**REQUIREMENT A**. In the fracking article, copy the text starting with "State regulators from" and going on through "address best practices.", swapping "regulators" for "officials".

··· SELECTED EXTRACT ···

State regulators from eight states — Texas, Oklahoma, West Virginia, Nebraska, Arkansas, Michigan, Colorado and Pennsylvania — told the U.S. Secretary of Energy Advisory Board Natural Gas Subcommittee (SEAB) that its recommendations on hydraulic fracturing (fracking) should address best practices.

Beyond that there was little agreement at the meeting in Washington, DC, on who should develop those practices, with debate over industry involvement and state versus federal actions. The regulators also discussed the issues of educating the public and keeping tabs on fracking fluids and flowback water. SEAB was formed in April by the Obama administration. The committee has about 74 days to make its recommendations (see Shale Daily, April 4).

Committee Chairman John Deutch asked the state regulators if they thought an industry organization would be most effective in focusing on identifying best practices and helping them get implemented.

“A single organization focused on best practices would help the public gain confidence that there is a process of continuous improvement going on,” Deutch said, “with the understanding that there are going to be differences between regions, geologies and priorities among the states.”

John Hanger — a former secretary of the Pennsylvania Department of Environmental Protection (DEP) who now serves as special counsel for Eckert Seamans Cherin & Mellott LLC — cautioned against letting industry run a best practices organization.

“For public credibility to be truly affected, the organization would need a diverse government structure,” Hanger said. “If it was industry only, I’m afraid the recommendations or activities of the organization would not be accepted by important parts of the public.”

Michael Ming, Oklahoma secretary of energy, also struck a cautious note. “I’m a little concerned when I hear ‘one organization,'” Ming said, adding that restructuring oil and gas rules at the state level was a rigorous process. “There are a lot of stakeholders involved; it’s not a pain-free process. But to blend in something national with that almost overwhelms me.”

Ming added that the states “really know what’s in their best interests. I’m concerned there is a perception that a fragmented, ineffective regulatory structure is in charge of drilling wells around the country. That’s not the case.”

···

**REQUIREMENT B**. Rewrite the entries starting with the line with "Tag every instance of the orange football" and going on through the end of the entries, shifting every pixel coordinate in the answers up by 63 and leaving all other lines unchanged.

··· GIVEN ENTRIES ···

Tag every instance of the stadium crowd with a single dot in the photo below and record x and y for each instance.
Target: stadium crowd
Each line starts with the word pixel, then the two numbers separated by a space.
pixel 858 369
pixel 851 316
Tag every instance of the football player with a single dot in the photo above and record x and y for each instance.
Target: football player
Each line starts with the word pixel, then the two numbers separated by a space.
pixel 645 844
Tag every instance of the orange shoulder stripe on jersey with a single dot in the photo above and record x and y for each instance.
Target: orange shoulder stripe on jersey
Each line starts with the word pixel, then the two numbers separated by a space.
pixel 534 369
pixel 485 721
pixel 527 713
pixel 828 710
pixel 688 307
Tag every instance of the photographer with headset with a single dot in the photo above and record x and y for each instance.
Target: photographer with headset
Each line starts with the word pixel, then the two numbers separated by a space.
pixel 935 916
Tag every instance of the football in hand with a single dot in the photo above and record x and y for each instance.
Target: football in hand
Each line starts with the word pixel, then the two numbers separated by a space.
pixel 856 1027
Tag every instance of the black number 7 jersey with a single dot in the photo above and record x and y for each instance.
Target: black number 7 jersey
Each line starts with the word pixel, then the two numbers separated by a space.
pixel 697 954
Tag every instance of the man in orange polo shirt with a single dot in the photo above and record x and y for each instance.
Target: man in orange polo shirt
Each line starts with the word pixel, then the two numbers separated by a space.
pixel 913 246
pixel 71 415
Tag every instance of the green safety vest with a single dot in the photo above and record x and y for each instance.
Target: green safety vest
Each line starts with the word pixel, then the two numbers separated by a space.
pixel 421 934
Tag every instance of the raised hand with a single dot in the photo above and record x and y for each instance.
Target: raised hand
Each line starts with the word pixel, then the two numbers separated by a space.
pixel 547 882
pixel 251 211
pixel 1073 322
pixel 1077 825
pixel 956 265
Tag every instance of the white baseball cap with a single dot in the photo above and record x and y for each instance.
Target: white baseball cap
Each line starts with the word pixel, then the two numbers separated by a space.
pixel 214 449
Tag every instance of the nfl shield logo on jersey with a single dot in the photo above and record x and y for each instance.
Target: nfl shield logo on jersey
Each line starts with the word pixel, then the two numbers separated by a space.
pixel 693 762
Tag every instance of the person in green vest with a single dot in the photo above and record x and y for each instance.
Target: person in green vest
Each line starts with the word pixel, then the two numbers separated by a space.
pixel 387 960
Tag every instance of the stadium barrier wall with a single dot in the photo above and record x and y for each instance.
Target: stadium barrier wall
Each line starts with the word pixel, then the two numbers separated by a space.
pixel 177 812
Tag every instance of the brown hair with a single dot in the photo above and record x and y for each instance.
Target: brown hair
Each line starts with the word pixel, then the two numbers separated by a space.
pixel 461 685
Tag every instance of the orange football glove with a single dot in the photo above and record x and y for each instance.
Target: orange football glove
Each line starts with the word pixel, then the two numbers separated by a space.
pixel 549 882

···

**SOLUTION A**.
State officials from eight states — Texas, Oklahoma, West Virginia, Nebraska, Arkansas, Michigan, Colorado and Pennsylvania — told the U.S. Secretary of Energy Advisory Board Natural Gas Subcommittee (SEAB) that its recommendations on hydraulic fracturing (fracking) should address best practices.

**SOLUTION B**.
Tag every instance of the orange football glove with a single dot in the photo above and record x and y for each instance.
Target: orange football glove
Each line starts with the word pixel, then the two numbers separated by a space.
pixel 612 945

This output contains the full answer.